SELECTED EXCERPT -
Steven Winn: I got the plastic.  

Daniel Siegel: So the one word for parenting, if I was on an elevator and say well, what’s the secret of parenting? It’s the word “presence.” Not with a tee, but a c-e you know. I saw your mind going there. Did I get enough presents for my children? Yeah. 

Steven Winn: You saw into my cynical, materalistic mind.

Daniel Siegel: Yes, I actually have a toy store… So yeah, presence, with a “c,” you know, presence, so showing up, you know. And this idea of presence, in the book “Aware,” you can see this exciting moment we have in science, in that book, where we can understand what presence is and how to cultivate it. 

So in Starbucks, the idea is, yeah, your kid can get really upset and frustrated and this can happen. And so you can have an immediate reaction. And if you just think about a wheel where presence is in the hub of the wheel, where you’re aware, in a receptive open way. But on the rim, you have all the different thoughts, feelings, and reactions you can have, okay. 

So if you’ve done the work of this wheel of awareness practice, which you can do from my website and it’s in the book, what you do basically, is you’re able to see, oh, I just reacted to my child in Starbucks with a “don’t do that!” Like that. 

And if you then come off the rim–and this is something you can do focusing on the breath, and if you’ve done the wheel practice–you then drop yourself into the hub. And from the hub, you’re able to get down on your child’s level and say “you really can’t pull that down, that’s not okay.” So you stop dangerous behavior. 

But now what you’re doing is you connect before you redirect. So this is the difference between a master of parenting or a disaster, to use the Gottman’s way of thinking about it. Right, because parents who just react, reactivity just creates more reactivity in the child. Receptivity pre

sence with you as a parent invites your child to be present for what’s going to change. So connect before you redirect is the way Tina Bryson, my other co-author, and I you know phrase that. 

And there’s all sorts of fun things parents can learn. Like, name it to tame it. Right. So if you have the capacity to say to your child, “I know you’re really frustrated that you can’t pull all these toys off the shelf,” and you identify the frustration, there’s even brain studies that show that the activation that’s all there in a heightened emotional moment, if you use other centers of the brain to name what that internal state is, frustration, anger, fear, shame, the whole system becomes more equilibrated. It becomes more in balance.

DATA UNDER STUDY -
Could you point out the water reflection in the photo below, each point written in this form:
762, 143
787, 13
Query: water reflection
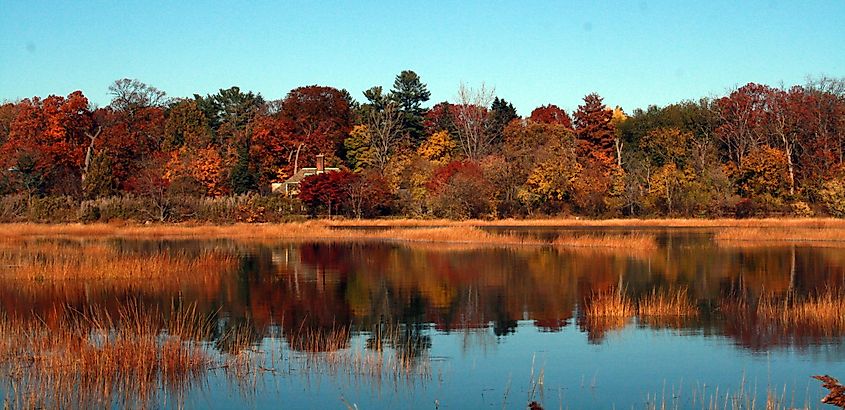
323, 287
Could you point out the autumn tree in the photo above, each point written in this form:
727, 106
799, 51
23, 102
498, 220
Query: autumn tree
328, 191
186, 125
130, 95
471, 120
442, 117
229, 110
764, 174
385, 129
594, 126
458, 190
358, 150
501, 114
317, 117
409, 93
551, 114
52, 135
742, 119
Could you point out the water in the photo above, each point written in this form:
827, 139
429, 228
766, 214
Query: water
483, 327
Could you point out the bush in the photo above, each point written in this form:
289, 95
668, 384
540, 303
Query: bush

TASK INSTRUCTIONS -
Write what follows in the interview about parenting and presence, starting after its last sentence. The records come from a different source than the text.

ANSWER AREA -
So name it to tame it is a fun thing, you know, it’s a phrase that you can use, but it actually has a huge amount of science behind it. In fact everything I write as a scientist and clinician and educator is science based. And so this is why I think people find it so accessible, because I try to translate the science for everyday use. Like the Starbucks example.

Steven Winn: Yeah. Well, I mean one of the guiding premises and sort of informing thoughts of “The Whole Brain Child” is the moment you were trying to just get through, are actually the moments for great teaching experience and great parenting moments. If you can master them by doing just these kind of things. And some of it indeed comes from understanding the way your child’s brain operates, that’s not necessarily the same as an adult brain operates. Let’s talk a little bit about that. Left brain, right brain and upstairs brain, downstairs brain. Let’s unpack that a little bit. 

Daniel Siegel: Right and you know, parents, when they learn about the brain, realize as–the first time this ever happened it was when Mary and I were actually getting ready to think about writing the book and I was teaching parents about these parts of the brain.

And I do it with a hand model, right? So you put your thumb in the middle, put your fingers over the top and you have a pretty–my daughter says don’t say this–so but a handy model of the brain, you know.  Sorry, Maddie. Anyway, I can’t help myself sometimes. But it’s useful, it’s really useful. 

And so I was teaching this in the workshop, and a mom said, because I said, look there’s a higher part of the brain. Tina Bryson and I now call it the upstairs brain. And the lower parts. The limbic thumb and the brain stem, which is in your palm, the downstairs part. And the way these coordinate with each other makes all the difference. And if you’ve had a difficult childhood set of experiences that you haven’t made sense of, it can make this system more vulnerable to flipping out, flipping your lid. And I give the example, you know of what happened to me with my son when I was young. 

And so the next day after I teach this in a class about flipping your lid and the prefrontal region, this higher brain, not coordinating the whole system, and then acting in ways like I acted with my son. This mom comes to me the next morning and she says “that hand model of the brain changed everything.” I said, “what do you mean?” She goes, “well, first of all, I had a very difficult childhood,” she tells me, and I said “okay.” And she goes “and I understand by understanding this hand model of the brain that it’s not my fault, but it is my responsibility.” 

And it was amazing, and we elaborated more. She said that she doesn’t have to beat herself up more for these, what I call them, low road behaviors or flipping your lid, like what I did with my son, instead you can use it just as you’re saying, not just saying, “oh this is such a burden being a parent,” but those challenging moments are actually invitations for growth and opportunity to learn. And she was able to see that. 

So the hand model is basically this. Where attention goes, neural firing flows, and neural connection grows. So the reason you as a parent want to know about your brain, is because you can actually use your attention to get your brain to fire in a different way, and then to rewire in a way that I call integrative. To link different parts of the brain together. Every study shows that is the basis of well-being.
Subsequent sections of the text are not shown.